Nothing in the records may change. Output them all exactly.

═════ RECORDS FOR PROCESSING ═════

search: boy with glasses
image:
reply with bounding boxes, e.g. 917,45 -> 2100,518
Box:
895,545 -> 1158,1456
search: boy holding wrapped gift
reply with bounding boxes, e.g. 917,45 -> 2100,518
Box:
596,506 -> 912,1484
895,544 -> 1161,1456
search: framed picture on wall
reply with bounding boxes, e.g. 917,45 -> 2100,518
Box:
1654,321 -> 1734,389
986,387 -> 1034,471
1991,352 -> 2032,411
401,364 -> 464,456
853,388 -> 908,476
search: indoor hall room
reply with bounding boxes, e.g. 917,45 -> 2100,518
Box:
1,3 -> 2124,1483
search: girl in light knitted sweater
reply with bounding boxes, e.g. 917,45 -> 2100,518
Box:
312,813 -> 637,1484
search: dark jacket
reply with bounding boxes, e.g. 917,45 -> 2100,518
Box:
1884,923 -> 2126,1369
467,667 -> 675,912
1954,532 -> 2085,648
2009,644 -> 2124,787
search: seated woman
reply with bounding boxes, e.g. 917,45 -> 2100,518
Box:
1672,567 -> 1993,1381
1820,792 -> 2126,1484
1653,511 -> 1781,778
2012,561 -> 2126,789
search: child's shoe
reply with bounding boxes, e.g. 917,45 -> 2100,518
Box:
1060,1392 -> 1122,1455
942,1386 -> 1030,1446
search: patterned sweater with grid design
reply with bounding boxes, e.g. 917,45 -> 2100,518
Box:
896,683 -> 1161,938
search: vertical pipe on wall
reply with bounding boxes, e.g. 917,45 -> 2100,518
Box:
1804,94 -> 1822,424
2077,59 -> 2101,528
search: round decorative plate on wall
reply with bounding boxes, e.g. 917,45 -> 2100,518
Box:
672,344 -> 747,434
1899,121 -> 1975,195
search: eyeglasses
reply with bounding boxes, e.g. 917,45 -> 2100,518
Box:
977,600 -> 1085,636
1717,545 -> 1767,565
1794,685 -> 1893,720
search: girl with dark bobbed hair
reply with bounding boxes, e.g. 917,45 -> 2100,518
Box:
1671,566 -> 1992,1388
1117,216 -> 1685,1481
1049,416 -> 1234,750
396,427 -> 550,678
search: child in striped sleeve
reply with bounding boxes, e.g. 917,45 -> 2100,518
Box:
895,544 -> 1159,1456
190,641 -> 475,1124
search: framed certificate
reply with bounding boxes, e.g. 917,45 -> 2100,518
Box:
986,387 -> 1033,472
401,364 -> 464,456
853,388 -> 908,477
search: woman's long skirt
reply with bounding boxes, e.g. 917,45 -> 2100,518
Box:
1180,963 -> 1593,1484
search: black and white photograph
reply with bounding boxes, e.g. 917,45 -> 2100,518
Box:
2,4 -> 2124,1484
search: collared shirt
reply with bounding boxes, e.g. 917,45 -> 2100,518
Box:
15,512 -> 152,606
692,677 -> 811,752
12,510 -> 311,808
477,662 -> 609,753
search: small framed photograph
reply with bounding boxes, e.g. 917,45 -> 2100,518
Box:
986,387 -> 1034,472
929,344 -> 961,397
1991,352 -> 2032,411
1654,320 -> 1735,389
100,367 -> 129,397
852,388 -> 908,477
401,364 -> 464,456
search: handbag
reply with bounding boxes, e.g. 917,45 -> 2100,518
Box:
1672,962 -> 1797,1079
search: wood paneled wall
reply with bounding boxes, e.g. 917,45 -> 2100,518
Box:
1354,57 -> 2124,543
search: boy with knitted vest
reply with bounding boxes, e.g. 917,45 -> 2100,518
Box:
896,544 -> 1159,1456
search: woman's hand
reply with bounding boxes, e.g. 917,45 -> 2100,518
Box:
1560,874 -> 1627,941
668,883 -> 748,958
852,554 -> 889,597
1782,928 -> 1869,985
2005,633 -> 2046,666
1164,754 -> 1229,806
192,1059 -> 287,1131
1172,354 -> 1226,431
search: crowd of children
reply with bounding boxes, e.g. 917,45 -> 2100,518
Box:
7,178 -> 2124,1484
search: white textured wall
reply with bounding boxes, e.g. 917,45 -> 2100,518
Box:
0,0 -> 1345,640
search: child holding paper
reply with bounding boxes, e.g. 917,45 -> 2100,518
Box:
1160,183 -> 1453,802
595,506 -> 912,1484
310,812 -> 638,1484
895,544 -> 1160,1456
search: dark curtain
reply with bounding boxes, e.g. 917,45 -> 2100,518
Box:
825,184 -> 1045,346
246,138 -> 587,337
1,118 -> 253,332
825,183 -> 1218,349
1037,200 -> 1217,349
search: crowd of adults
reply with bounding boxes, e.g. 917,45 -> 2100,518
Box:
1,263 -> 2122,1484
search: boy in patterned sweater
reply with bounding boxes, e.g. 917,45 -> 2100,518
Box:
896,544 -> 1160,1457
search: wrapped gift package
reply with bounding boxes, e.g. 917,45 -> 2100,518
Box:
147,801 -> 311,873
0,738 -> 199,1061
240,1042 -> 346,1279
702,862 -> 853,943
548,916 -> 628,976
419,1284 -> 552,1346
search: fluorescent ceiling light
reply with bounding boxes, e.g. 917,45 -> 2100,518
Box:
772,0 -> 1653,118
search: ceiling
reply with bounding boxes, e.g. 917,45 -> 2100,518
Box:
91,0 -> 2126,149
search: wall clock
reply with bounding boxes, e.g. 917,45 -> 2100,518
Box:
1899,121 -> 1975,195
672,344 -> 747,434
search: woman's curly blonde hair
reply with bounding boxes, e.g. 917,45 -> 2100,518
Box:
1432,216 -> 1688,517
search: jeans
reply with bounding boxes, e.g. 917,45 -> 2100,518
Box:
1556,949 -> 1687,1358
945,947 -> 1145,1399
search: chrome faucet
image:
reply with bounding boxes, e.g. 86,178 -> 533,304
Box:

═════

REPLY TO THE TASK:
search: boy with glasses
image:
reply with bounding boxes, e.g. 917,45 -> 2100,518
Box:
895,545 -> 1158,1456
search: boy holding wrapped gift
reply with bounding boxes, e.g. 917,45 -> 2100,518
Box:
596,506 -> 912,1484
895,544 -> 1161,1456
search: framed picture on wall
reply with bounding boxes, e.g. 917,45 -> 2100,518
Box:
1654,321 -> 1734,389
986,387 -> 1034,471
1991,352 -> 2032,411
401,364 -> 464,456
853,388 -> 908,476
search: indoor hall room
reply with bounding boxes, e.g. 917,45 -> 2100,518
Box:
1,3 -> 2124,1483
search: girl in light knitted sweater
reply with bounding boxes, e.g. 917,45 -> 2100,518
Box:
312,813 -> 637,1484
search: dark jacket
reply with bounding boxes, e.g. 917,45 -> 2100,518
Box:
1884,923 -> 2126,1369
467,667 -> 675,912
1954,532 -> 2085,648
2009,644 -> 2124,787
search: seated woman
reply with bounding boxes, e.g. 917,45 -> 2100,518
Box:
1672,567 -> 1993,1381
1820,792 -> 2126,1484
1653,511 -> 1781,778
2012,561 -> 2126,789
search: child's shoe
reply with bounding boxes, e.g. 917,45 -> 2100,518
Box:
1060,1392 -> 1122,1455
942,1386 -> 1030,1446
search: patterned sweater with grid design
reply with bounding boxes, e.g. 917,45 -> 2100,518
Box:
896,683 -> 1161,938
search: vertical pipe on wall
reply with bounding boxes, e.g. 917,45 -> 2100,518
Box:
1804,94 -> 1822,424
2077,59 -> 2101,528
search: round decorative plate on wall
reply with bounding boxes, e.g. 917,45 -> 2100,518
Box:
672,344 -> 747,434
1899,121 -> 1975,195
search: eyeglasses
reply with bounding boxes, e.g. 917,45 -> 2100,518
Box:
977,600 -> 1085,636
1717,545 -> 1767,565
1794,685 -> 1893,720
search: girl with dark bobbed hair
reply with bounding boxes, e.g. 917,45 -> 2100,518
Box:
1671,566 -> 1992,1388
1117,216 -> 1685,1481
1049,416 -> 1234,750
396,427 -> 550,678
search: child in striped sleeve
reply with bounding boxes, e.g. 917,45 -> 2100,518
Box:
895,544 -> 1159,1456
190,641 -> 475,1124
search: framed certificate
reply with bounding boxes, e.g. 917,45 -> 2100,518
Box:
986,387 -> 1033,472
401,364 -> 464,456
853,388 -> 908,477
search: woman's long skirt
reply with bounding boxes, e.g. 917,45 -> 2100,518
Box:
1180,963 -> 1593,1484
search: black and white photograph
reply with bounding boxes, e.g. 917,45 -> 2100,518
Box:
2,4 -> 2124,1484
search: collared shirt
reply with bounding boxes, e.g. 917,45 -> 2100,518
Box:
15,512 -> 152,606
692,677 -> 811,752
12,510 -> 311,808
477,662 -> 609,753
search: small framed photograph
reply with bounding boxes, e.g. 917,45 -> 2100,518
Box:
986,387 -> 1034,472
929,344 -> 961,397
1991,352 -> 2032,411
1654,320 -> 1735,389
100,367 -> 129,397
852,388 -> 908,477
401,364 -> 464,456
search: handbag
reply with bounding boxes, e.g. 917,45 -> 2100,518
Box:
1672,962 -> 1797,1079
search: wood paneled wall
reply with bounding boxes, e.g. 917,45 -> 2100,518
Box:
1354,57 -> 2124,543
search: boy with knitted vest
reply with bounding boxes, e.g. 917,45 -> 2100,518
Box:
896,544 -> 1159,1456
search: woman's hand
reply with bounding boxes, e.g. 917,45 -> 2100,518
Box:
1560,874 -> 1627,941
668,883 -> 748,958
852,554 -> 889,597
1782,928 -> 1869,985
2005,633 -> 2046,666
1164,754 -> 1229,806
192,1059 -> 287,1131
1172,354 -> 1226,431
search: crowd of children
reply with bounding boxes, e.g. 917,45 -> 2100,518
Box:
7,178 -> 2124,1484
search: white textured wall
reply with bounding boxes, e.g. 917,45 -> 2100,518
Box:
0,0 -> 1345,640
search: child holding paper
reply with bounding boxes, e.g. 917,45 -> 2100,518
Box:
1160,183 -> 1453,802
595,506 -> 912,1484
310,812 -> 638,1484
895,544 -> 1160,1456
search: dark curtain
reply with bounding boxes, e.g. 917,45 -> 2100,518
Box:
825,184 -> 1045,346
246,138 -> 587,337
1,118 -> 253,332
825,183 -> 1218,349
1037,200 -> 1217,349
search: crowd of adults
reply with bounding boxes, e.g. 917,45 -> 2100,518
Box:
1,263 -> 2122,1484
search: boy in patterned sweater
reply with bounding boxes, e.g. 917,45 -> 2100,518
Box:
896,544 -> 1160,1457
search: wrapped gift package
reply with bounding boxes, e.g. 917,45 -> 2100,518
Box:
147,801 -> 311,873
0,738 -> 199,1061
240,1042 -> 346,1279
702,862 -> 853,943
548,916 -> 628,976
419,1284 -> 552,1346
search: fluorescent ceiling light
reply with bounding boxes, e.g. 917,45 -> 2100,518
Box:
772,0 -> 1653,118
search: ceiling
reply with bounding boxes, e.g. 917,45 -> 2100,518
Box:
91,0 -> 2126,149
search: wall clock
reply with bounding boxes, e.g. 917,45 -> 2100,518
Box:
1899,121 -> 1975,195
672,344 -> 747,434
search: woman's curly blonde hair
reply with bounding boxes, e.g. 917,45 -> 2100,518
Box:
1432,216 -> 1688,517
search: jeans
reply with bounding boxes, e.g. 917,45 -> 2100,518
Box:
1556,949 -> 1687,1358
945,947 -> 1145,1399
search: chrome faucet
image:
reply with bounding boxes, e.g. 86,178 -> 533,304
Box:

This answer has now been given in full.